-- Recorded data --
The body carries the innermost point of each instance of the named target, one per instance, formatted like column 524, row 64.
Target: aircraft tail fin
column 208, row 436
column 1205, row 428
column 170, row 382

-- Instructions to follow --
Reproduce every one of the rows above word for word, line by line and in the same order.

-- Exercise result --
The body carries the innermost point of each instance of the named target, one per instance, formatted like column 524, row 64.
Target: aircraft tail fin
column 208, row 436
column 1205, row 428
column 170, row 382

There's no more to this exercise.